Begin
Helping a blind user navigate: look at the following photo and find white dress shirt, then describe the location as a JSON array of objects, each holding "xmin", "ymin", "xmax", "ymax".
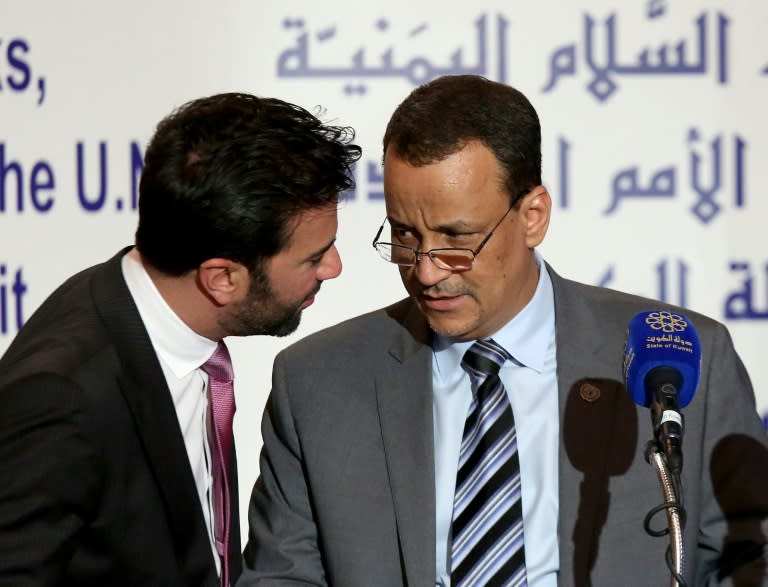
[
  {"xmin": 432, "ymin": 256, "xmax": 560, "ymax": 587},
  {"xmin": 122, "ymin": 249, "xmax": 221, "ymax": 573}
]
End
Begin
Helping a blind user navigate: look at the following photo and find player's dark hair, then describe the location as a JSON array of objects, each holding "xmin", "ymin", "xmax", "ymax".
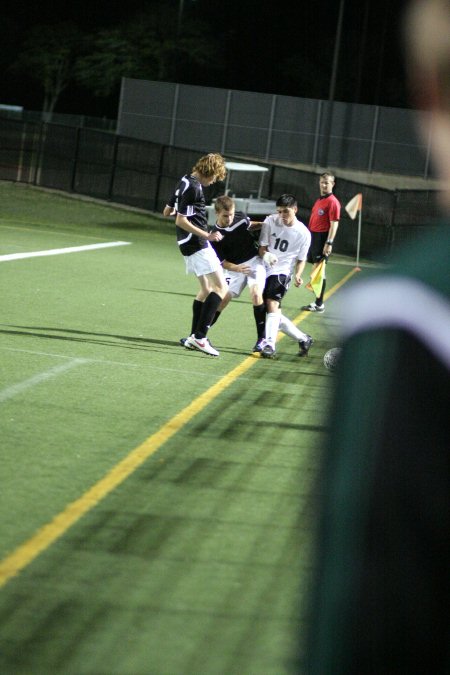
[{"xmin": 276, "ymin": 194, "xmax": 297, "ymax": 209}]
End
Begin
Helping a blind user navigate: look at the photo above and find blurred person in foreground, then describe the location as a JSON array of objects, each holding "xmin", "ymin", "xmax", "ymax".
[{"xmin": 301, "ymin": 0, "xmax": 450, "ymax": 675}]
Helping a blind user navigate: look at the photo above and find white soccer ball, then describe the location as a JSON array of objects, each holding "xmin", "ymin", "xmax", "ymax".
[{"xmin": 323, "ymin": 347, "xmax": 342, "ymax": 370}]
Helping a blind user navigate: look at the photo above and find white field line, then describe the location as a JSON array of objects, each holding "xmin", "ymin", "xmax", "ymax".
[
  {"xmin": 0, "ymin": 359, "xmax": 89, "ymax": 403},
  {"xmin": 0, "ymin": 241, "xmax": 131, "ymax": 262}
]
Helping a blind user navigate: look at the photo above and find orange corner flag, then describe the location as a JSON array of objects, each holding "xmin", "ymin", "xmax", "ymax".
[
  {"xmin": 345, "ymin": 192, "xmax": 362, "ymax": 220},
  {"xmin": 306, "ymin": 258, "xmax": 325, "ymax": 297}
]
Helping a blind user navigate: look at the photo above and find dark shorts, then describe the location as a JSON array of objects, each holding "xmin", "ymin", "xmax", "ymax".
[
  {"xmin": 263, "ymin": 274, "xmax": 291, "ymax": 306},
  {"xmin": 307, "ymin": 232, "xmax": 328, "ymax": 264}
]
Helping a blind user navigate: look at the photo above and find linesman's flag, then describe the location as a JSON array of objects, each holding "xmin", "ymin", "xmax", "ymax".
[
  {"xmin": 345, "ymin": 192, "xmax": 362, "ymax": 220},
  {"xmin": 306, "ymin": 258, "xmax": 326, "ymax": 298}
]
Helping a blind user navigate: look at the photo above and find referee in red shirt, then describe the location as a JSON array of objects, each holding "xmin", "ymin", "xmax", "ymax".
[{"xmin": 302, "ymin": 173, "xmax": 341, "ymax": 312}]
End
### What to work on
Count the lines in the listing above that contain the string "flag", treating uppercase and lowercase as different. Reply with the number alone.

### Output of the exercise
2